TASK DESCRIPTION: List every line in the data below that contains the string "beside". Case counts.

INFORMATION SUPPLIED:
-- Begin --

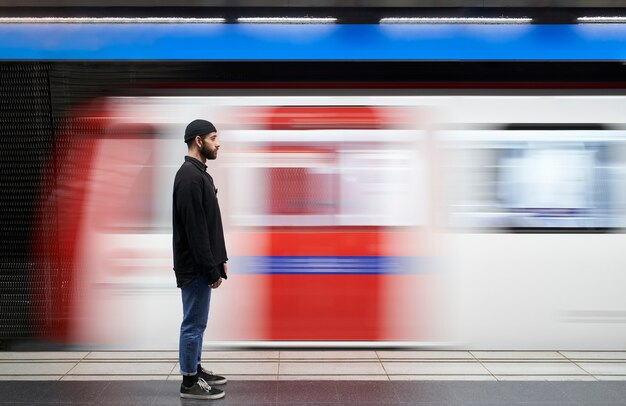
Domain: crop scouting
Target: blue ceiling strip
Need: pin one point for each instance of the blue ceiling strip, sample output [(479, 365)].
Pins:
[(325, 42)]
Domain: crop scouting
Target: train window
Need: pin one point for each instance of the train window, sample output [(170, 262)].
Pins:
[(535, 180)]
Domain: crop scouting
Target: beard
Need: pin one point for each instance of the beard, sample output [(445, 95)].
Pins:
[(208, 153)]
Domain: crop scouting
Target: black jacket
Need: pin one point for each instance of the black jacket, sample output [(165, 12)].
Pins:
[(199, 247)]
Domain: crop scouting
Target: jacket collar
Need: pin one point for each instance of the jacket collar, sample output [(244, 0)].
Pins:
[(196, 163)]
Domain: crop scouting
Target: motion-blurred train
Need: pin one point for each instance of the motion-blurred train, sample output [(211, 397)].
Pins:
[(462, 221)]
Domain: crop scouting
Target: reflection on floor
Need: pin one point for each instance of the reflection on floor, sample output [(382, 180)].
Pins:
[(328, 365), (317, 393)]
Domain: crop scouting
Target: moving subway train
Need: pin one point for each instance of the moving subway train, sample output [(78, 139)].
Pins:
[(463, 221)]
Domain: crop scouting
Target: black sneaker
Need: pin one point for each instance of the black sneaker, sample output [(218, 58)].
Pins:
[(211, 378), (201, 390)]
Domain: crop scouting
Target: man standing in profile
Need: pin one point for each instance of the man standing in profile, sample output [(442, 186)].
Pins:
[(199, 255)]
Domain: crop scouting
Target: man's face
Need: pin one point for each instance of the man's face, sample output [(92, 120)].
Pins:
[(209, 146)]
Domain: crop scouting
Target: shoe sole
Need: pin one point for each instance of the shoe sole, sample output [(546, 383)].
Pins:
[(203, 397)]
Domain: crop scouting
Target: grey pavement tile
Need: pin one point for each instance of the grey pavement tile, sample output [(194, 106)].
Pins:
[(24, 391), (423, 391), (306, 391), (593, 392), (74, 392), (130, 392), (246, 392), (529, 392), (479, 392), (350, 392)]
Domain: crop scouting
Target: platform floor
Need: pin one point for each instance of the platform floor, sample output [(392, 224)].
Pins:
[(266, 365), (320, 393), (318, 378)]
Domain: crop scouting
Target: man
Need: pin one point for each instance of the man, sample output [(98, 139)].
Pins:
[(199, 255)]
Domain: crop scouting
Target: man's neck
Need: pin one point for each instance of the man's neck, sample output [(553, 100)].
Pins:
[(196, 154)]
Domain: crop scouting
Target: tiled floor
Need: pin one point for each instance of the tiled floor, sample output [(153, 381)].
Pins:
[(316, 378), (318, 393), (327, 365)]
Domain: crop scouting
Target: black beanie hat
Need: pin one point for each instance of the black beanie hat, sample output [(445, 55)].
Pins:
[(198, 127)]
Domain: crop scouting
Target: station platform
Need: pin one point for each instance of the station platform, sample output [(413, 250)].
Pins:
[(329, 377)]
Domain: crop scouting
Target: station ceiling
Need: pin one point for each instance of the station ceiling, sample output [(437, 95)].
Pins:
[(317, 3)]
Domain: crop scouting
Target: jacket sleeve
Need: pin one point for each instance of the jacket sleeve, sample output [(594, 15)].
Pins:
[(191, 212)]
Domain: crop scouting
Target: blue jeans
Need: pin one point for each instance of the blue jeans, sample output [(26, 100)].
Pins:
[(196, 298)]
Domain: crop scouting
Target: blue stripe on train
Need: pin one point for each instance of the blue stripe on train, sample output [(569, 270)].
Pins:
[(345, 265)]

-- End --
-- Begin --

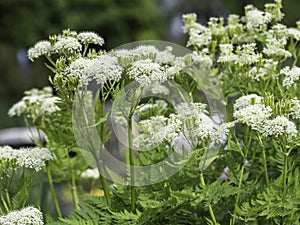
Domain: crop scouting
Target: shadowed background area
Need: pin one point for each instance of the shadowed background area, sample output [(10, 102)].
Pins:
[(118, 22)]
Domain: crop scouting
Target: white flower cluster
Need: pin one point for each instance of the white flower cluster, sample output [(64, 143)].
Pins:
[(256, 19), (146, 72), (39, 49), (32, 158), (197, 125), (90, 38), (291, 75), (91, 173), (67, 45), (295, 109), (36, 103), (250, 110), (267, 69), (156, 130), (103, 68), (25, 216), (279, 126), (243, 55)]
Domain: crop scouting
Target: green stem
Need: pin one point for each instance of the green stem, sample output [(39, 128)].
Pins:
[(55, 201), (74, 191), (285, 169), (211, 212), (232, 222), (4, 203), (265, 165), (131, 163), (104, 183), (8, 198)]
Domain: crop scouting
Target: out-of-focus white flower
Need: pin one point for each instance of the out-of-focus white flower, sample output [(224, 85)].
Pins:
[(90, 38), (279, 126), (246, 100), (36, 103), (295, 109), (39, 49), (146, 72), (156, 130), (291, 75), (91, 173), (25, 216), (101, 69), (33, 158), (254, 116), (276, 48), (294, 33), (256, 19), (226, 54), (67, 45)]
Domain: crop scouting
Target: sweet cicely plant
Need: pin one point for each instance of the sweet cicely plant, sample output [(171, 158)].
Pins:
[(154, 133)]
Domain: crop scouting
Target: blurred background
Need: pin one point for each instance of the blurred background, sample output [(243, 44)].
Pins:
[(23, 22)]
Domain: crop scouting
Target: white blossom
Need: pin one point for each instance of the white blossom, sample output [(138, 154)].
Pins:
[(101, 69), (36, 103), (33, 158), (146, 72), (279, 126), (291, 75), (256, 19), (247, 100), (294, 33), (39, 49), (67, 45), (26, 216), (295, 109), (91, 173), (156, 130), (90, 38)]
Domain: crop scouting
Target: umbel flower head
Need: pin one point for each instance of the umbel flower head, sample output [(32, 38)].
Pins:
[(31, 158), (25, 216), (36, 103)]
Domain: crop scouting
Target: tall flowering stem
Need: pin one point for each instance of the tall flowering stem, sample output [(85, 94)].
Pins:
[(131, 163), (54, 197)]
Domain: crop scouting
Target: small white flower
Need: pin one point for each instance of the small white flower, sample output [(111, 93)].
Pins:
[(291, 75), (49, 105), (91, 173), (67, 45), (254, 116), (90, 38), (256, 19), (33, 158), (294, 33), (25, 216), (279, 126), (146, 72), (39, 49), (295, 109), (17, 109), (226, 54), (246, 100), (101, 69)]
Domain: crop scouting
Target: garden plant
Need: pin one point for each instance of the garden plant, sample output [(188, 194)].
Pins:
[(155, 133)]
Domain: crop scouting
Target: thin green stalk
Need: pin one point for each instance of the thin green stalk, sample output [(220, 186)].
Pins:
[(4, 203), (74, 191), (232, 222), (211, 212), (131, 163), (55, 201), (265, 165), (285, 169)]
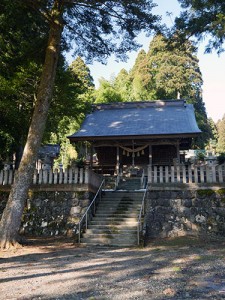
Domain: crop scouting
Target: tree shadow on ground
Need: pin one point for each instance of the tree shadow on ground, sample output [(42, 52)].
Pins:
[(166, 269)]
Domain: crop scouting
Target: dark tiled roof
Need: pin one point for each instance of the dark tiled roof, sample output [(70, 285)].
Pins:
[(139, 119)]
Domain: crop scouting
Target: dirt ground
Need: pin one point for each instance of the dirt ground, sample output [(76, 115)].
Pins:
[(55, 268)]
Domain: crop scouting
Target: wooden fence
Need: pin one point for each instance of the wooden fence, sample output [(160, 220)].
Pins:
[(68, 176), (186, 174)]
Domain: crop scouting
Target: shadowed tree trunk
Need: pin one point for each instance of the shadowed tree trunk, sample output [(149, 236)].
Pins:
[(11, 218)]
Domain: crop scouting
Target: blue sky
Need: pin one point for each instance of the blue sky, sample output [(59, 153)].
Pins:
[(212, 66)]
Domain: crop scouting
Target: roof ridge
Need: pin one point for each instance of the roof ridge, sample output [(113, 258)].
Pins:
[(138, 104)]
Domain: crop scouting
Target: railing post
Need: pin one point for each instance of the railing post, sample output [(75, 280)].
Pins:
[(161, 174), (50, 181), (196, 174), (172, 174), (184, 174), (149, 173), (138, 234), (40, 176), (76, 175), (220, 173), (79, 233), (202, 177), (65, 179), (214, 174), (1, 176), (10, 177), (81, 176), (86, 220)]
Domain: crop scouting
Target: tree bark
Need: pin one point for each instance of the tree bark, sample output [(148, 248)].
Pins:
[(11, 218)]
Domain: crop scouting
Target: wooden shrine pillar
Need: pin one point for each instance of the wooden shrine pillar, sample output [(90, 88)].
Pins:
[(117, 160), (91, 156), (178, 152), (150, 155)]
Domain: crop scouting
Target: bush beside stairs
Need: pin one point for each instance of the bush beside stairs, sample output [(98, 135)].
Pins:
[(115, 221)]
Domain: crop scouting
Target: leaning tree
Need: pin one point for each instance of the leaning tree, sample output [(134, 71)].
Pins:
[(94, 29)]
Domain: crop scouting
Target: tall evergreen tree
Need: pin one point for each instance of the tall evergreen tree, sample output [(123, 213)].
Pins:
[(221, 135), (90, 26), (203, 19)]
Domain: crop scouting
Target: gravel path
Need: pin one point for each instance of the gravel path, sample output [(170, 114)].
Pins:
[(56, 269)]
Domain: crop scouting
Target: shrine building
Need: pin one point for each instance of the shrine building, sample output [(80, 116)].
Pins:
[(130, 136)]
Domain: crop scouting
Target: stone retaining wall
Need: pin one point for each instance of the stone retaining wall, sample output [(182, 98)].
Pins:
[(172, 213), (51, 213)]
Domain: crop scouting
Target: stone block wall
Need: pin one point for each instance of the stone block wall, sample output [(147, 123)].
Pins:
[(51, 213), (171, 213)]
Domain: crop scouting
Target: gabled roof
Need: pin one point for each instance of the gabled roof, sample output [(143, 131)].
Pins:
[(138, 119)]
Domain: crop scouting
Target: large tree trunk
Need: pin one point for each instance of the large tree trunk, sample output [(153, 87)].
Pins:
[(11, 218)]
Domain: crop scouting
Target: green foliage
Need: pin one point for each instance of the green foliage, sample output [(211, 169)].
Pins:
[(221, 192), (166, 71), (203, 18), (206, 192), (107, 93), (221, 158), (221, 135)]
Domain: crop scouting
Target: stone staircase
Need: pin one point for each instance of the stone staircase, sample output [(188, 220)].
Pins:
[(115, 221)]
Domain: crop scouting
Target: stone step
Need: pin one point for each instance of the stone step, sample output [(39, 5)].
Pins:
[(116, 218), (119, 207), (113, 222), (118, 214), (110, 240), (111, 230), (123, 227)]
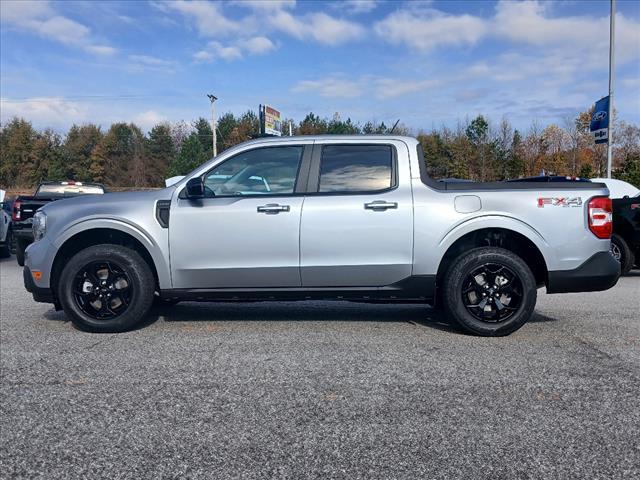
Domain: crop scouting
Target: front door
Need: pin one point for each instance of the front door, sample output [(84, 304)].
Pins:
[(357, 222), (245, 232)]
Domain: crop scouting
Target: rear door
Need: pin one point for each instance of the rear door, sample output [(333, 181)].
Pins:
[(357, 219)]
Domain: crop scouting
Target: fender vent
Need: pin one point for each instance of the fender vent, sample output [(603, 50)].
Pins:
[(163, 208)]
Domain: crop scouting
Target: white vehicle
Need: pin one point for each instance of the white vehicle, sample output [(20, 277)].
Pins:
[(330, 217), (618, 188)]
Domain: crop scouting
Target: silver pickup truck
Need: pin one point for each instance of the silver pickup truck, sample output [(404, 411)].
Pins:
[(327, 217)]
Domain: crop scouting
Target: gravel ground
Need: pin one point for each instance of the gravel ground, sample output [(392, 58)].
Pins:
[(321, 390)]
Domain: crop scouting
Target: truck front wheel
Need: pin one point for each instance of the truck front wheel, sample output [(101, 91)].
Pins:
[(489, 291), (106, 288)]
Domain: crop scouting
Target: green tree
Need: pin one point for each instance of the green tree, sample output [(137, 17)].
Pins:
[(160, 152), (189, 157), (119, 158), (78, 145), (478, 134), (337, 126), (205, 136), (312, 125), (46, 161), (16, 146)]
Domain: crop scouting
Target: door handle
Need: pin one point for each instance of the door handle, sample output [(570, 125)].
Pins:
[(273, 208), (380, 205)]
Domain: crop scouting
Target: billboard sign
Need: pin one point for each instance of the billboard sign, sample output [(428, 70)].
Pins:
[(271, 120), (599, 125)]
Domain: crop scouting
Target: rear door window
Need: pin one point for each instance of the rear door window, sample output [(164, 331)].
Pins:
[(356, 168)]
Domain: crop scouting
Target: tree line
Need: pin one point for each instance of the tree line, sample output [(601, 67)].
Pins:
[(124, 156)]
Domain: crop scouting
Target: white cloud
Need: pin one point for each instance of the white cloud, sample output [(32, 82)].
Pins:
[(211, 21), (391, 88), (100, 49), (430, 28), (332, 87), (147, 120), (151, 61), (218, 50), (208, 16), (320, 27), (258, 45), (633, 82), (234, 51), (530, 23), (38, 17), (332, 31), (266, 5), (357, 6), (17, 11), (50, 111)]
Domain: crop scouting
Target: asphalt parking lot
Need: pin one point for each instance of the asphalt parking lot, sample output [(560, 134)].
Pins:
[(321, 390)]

-- End --

EXERCISE RESPONSE:
Target: bush beside stairs
Need: pin one point for each instance of the bush beside stairs, sample output [(98, 135)].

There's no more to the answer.